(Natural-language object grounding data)
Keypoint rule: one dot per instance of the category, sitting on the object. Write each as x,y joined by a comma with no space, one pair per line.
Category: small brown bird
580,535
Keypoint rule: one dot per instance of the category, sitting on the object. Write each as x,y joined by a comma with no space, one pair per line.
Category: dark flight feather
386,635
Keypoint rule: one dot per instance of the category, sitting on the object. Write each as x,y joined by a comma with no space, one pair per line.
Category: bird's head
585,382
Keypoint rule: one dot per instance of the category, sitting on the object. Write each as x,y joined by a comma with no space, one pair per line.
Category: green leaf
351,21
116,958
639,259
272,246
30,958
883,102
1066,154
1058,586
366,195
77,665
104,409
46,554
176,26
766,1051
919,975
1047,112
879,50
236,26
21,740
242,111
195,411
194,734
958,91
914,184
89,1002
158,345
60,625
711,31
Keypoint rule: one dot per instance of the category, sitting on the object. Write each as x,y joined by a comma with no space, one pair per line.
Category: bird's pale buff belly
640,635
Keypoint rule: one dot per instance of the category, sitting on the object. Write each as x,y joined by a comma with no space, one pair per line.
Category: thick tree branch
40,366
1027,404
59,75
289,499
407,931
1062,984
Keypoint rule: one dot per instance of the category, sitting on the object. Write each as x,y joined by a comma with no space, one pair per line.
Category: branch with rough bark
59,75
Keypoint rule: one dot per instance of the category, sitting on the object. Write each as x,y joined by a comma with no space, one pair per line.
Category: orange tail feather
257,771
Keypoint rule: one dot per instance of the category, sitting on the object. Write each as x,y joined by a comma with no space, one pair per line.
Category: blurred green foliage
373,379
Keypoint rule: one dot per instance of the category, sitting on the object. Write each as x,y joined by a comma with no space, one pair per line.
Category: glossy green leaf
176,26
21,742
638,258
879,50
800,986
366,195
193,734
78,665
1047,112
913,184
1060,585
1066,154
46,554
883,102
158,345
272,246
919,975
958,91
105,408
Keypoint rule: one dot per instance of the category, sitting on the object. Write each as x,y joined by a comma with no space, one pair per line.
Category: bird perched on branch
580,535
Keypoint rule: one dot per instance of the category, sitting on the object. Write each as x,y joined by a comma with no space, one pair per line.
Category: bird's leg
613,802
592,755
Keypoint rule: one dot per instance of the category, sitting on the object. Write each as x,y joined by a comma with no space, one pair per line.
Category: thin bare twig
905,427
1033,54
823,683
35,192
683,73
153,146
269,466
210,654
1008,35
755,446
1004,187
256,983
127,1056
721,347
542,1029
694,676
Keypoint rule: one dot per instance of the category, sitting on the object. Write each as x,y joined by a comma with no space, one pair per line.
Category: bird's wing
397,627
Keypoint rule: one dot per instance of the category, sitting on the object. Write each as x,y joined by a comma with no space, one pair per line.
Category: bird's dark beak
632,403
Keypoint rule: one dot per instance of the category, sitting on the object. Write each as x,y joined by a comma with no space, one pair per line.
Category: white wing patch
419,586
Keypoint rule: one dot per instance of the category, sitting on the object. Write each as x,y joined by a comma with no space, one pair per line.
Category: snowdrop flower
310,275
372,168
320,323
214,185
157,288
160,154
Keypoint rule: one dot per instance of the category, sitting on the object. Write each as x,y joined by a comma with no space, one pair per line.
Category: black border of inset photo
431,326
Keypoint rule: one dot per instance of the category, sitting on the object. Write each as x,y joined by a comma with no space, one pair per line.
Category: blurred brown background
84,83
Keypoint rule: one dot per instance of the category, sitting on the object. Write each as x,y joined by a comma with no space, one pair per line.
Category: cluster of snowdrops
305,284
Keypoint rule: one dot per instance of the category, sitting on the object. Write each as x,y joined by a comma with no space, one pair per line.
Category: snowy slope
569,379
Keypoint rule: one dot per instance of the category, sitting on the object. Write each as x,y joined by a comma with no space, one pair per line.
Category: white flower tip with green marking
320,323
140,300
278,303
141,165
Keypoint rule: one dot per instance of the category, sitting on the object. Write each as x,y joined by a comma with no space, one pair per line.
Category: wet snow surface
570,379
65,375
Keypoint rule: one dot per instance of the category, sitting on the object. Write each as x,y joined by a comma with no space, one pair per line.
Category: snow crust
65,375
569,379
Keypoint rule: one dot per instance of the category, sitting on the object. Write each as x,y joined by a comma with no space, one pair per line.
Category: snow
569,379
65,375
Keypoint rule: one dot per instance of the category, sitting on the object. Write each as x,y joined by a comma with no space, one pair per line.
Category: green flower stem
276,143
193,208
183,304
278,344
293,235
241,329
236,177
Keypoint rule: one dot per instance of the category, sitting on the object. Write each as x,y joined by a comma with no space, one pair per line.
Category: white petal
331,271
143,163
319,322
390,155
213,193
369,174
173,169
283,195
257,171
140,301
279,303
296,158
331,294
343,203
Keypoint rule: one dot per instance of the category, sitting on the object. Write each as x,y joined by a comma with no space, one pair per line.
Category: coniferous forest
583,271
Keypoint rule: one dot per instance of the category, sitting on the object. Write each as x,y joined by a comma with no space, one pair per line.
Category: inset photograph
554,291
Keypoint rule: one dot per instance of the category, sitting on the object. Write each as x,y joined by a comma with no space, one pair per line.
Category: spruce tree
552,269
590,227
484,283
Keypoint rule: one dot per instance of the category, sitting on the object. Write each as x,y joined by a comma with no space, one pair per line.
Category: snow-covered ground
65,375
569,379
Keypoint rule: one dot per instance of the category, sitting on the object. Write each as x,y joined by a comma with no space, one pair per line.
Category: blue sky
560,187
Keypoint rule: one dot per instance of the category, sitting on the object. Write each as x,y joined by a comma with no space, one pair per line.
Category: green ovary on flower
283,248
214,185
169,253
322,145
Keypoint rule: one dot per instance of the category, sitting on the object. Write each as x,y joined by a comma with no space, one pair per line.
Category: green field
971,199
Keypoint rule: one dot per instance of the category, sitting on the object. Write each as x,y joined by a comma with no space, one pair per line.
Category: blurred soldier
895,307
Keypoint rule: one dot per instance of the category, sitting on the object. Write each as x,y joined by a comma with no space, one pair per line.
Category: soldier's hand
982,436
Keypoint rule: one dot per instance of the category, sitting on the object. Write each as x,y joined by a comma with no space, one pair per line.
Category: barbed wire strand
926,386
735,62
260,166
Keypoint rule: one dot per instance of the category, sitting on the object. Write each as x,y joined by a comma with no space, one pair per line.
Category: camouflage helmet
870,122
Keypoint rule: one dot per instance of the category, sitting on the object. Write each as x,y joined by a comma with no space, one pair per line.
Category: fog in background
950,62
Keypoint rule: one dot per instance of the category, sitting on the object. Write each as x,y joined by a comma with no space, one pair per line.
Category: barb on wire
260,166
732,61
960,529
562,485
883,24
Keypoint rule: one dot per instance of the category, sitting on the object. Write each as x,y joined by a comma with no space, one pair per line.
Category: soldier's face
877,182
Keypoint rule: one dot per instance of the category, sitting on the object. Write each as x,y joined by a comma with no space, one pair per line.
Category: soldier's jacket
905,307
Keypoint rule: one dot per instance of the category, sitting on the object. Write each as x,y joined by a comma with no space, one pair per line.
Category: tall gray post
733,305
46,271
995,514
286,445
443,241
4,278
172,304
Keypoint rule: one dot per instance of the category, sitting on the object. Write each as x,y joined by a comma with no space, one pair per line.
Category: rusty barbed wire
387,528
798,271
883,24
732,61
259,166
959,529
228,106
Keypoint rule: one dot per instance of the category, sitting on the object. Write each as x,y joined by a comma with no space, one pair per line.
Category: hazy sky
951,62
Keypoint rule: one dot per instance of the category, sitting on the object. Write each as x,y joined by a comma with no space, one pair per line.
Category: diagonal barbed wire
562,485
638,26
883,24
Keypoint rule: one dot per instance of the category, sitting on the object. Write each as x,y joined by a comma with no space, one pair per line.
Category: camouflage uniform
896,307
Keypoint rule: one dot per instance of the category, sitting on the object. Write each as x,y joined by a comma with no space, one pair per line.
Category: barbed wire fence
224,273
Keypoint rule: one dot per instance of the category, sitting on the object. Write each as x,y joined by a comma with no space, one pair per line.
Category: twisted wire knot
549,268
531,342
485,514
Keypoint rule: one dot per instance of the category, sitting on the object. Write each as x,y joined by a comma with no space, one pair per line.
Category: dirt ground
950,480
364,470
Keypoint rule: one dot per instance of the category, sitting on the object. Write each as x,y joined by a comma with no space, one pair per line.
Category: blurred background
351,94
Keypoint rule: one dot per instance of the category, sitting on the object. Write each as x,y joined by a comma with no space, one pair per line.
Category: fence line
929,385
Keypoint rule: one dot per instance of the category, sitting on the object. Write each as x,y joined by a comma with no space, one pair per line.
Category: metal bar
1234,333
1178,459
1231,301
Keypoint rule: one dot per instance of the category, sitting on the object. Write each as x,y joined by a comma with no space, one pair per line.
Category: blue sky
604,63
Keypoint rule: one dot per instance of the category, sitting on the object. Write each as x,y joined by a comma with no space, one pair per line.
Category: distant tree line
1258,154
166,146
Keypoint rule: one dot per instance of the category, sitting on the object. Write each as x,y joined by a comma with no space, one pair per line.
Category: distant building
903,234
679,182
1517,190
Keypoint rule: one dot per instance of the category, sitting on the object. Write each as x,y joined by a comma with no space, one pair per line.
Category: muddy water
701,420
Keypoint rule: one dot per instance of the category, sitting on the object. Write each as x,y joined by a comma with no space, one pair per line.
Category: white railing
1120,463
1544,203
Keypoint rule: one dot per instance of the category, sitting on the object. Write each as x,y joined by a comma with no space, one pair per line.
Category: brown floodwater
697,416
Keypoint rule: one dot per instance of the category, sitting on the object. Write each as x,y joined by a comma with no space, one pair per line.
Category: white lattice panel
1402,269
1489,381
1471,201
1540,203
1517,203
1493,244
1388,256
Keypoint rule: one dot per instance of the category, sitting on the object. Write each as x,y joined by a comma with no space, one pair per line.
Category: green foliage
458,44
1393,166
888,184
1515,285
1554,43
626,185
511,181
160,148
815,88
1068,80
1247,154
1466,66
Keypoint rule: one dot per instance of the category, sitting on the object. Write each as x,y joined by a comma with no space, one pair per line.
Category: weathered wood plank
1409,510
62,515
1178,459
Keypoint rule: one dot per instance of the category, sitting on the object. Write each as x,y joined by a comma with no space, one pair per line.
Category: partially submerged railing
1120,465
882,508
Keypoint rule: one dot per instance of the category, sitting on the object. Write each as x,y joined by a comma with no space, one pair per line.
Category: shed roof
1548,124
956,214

> [WHAT THIS TASK INVOLVES]: Look above for the line containing "Category: muddy water", then please write out that line and each one after it through the end, exactly, with nothing else.

> [WRITTEN RESPONSE]:
Category: muddy water
701,420
Keypoint rule: one dot per instance of the category, sitting on the object. Write each as x,y joined by a comma with no space, one pair per line.
Category: white railing
1120,463
1544,203
Keypoint rule: one dot per instance of the category, sitting on the object. Write each as x,y joined by a comma with no space, one pair per line.
Category: brown floodwater
697,416
Keypoint rule: one dot per instance of the category, sitting on the object. Write each as x,y joined by a comma with no space, one pair per line.
Category: white lattice panel
1402,269
1489,381
1471,201
1540,203
1517,203
1493,244
1388,256
Keypoint rule: one dot per instance of the category, sitting on the object. Write each as x,y joined by a comma with no space, one pair per line.
Category: green foliage
458,44
1393,166
888,184
1515,285
1554,43
626,185
511,181
160,148
815,88
1068,80
1247,154
1466,66
Keypoint rule: one dot per instance of the category, sitting on the object. Write each as x,y joined by a comma with no space, one pair per line.
Category: weathered wood plank
1409,510
62,515
1178,459
Keypoint rule: one dot per instance of the category, sitting on the object. Write each as x,y joined by a comma with no space, one pair per line.
Category: partially submerged railing
1120,465
882,508
Keypoint rule: one dot per instance of the category, sitting on the object. Write each as x,y joined by a comma with no space, one pair per line.
Category: shed roof
1548,124
956,214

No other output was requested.